Direction 1: In the memory-tracking patch review, can you condense the paragraph beginning "It doesn't at all seem right to call" into a shorter version that keeps its main points?
Direction 2: According to the memory-tracking patch review, what does the new field track instead of malloc/free?
Direction 3: From the memory-tracking patch review, copy the part that opens with the words containing "It doesn't actually" and closes with "way makes sense.".

Source extract:
* * * * *
Re: Add the ability to limit the amount of memory that can be allocated to backends.

Andres Freund Mon, 09 Jan 2023 18:31:36 -0800

Hi,

On 2023-01-05 13:44:20 -0500, Reid Thompson wrote:
> From 0a6b152e0559a250dddd33bd7d43eb0959432e0d Mon Sep 17 00:00:00 2001
> From: Reid Thompson <[email protected]>
> Date: Thu, 11 Aug 2022 12:01:25 -0400
> Subject: [PATCH 1/2] Add tracking of backend memory allocated to
>  pg_stat_activity
> 
> This new field displays the current bytes of memory allocated to the
> backend process. It is updated as memory for the process is
> malloc'd/free'd. Memory allocated to items on the freelist is included in
> the displayed value.


It doesn't actually malloc/free. It tracks palloc/pfree.


> Dynamic shared memory allocations are included only in the value displayed
> for the backend that created them, they are not included in the value for
> backends that are attached to them to avoid double counting.

As mentioned before, I don't think accounting DSM this way makes sense.


> --- a/src/backend/postmaster/autovacuum.c
> +++ b/src/backend/postmaster/autovacuum.c
> @@ -407,6 +407,9 @@ StartAutoVacLauncher(void)
>  
>  #ifndef EXEC_BACKEND
>               case 0:
> +                     /* Zero allocated bytes to avoid double counting parent 
> allocation */
> +                     pgstat_zero_my_allocated_bytes();
> +
>                       /* in postmaster child ... */
>                       InitPostmasterChild();



> @@ -1485,6 +1488,9 @@ StartAutoVacWorker(void)
>  
>  #ifndef EXEC_BACKEND
>               case 0:
> +                     /* Zero allocated bytes to avoid double counting parent 
> allocation */
> +                     pgstat_zero_my_allocated_bytes();
> +
>                       /* in postmaster child ... */
>                       InitPostmasterChild();
>  
> diff --git a/src/backend/postmaster/postmaster.c 
> b/src/backend/postmaster/postmaster.c
> index eac3450774..24278e5c18 100644
> --- a/src/backend/postmaster/postmaster.c
> +++ b/src/backend/postmaster/postmaster.c
> @@ -4102,6 +4102,9 @@ BackendStartup(Port *port)
>       {
>               free(bn);
>  
> +             /* Zero allocated bytes to avoid double counting parent 
> allocation */
> +             pgstat_zero_my_allocated_bytes();
> +
>               /* Detangle from postmaster */
>               InitPostmasterChild();


It doesn't at all seem right to call pgstat_zero_my_allocated_bytes() here,
before even InitPostmasterChild() is called. Nor does it seem right to add the
call to so many places.
* * * * *
Stored rows:
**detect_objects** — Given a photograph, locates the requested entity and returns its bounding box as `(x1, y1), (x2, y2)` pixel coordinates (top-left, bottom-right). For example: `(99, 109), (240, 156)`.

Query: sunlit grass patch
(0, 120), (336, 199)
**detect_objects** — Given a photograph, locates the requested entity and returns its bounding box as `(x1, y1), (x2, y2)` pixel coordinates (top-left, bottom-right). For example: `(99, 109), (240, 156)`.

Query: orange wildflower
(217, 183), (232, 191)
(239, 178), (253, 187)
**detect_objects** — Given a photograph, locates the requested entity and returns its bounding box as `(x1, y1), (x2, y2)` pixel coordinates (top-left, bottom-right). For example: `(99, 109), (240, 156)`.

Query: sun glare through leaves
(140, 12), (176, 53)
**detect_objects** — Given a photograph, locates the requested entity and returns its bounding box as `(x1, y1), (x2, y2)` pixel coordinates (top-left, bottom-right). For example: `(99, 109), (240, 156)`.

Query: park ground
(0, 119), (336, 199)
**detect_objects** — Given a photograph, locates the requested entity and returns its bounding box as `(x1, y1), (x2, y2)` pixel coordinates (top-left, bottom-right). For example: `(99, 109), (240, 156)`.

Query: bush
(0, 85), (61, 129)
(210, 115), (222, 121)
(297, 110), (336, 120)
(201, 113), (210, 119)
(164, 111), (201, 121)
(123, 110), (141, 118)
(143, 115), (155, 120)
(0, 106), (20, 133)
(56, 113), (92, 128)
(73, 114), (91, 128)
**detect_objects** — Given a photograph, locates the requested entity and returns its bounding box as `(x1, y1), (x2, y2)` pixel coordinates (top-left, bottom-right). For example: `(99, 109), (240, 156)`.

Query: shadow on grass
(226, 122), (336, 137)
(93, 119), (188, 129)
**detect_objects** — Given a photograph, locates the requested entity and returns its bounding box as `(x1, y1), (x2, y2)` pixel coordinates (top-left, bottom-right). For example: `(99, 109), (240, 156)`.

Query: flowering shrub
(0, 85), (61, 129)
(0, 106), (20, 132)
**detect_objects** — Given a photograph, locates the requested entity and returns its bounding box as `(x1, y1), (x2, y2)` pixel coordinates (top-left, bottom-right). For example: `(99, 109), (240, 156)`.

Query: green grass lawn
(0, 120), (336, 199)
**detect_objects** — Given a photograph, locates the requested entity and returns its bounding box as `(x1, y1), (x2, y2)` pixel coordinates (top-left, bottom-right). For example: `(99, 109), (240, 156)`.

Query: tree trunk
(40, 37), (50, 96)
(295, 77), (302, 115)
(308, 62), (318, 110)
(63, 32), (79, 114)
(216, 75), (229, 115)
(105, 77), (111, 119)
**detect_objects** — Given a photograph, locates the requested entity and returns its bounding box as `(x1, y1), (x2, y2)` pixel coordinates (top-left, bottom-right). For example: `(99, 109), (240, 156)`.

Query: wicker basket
* * * * *
Task solution 1: Calling pgstat_zero_my_allocated_bytes() there looks wrong because it runs before InitPostmasterChild() is even called, and adding that call in so many places also looks wrong.

Task solution 2: It tracks palloc/pfree.

Task solution 3:
It doesn't actually malloc/free. It tracks palloc/pfree.


> Dynamic shared memory allocations are included only in the value displayed
> for the backend that created them, they are not included in the value for
> backends that are attached to them to avoid double counting.

As mentioned before, I don't think accounting DSM this way makes sense.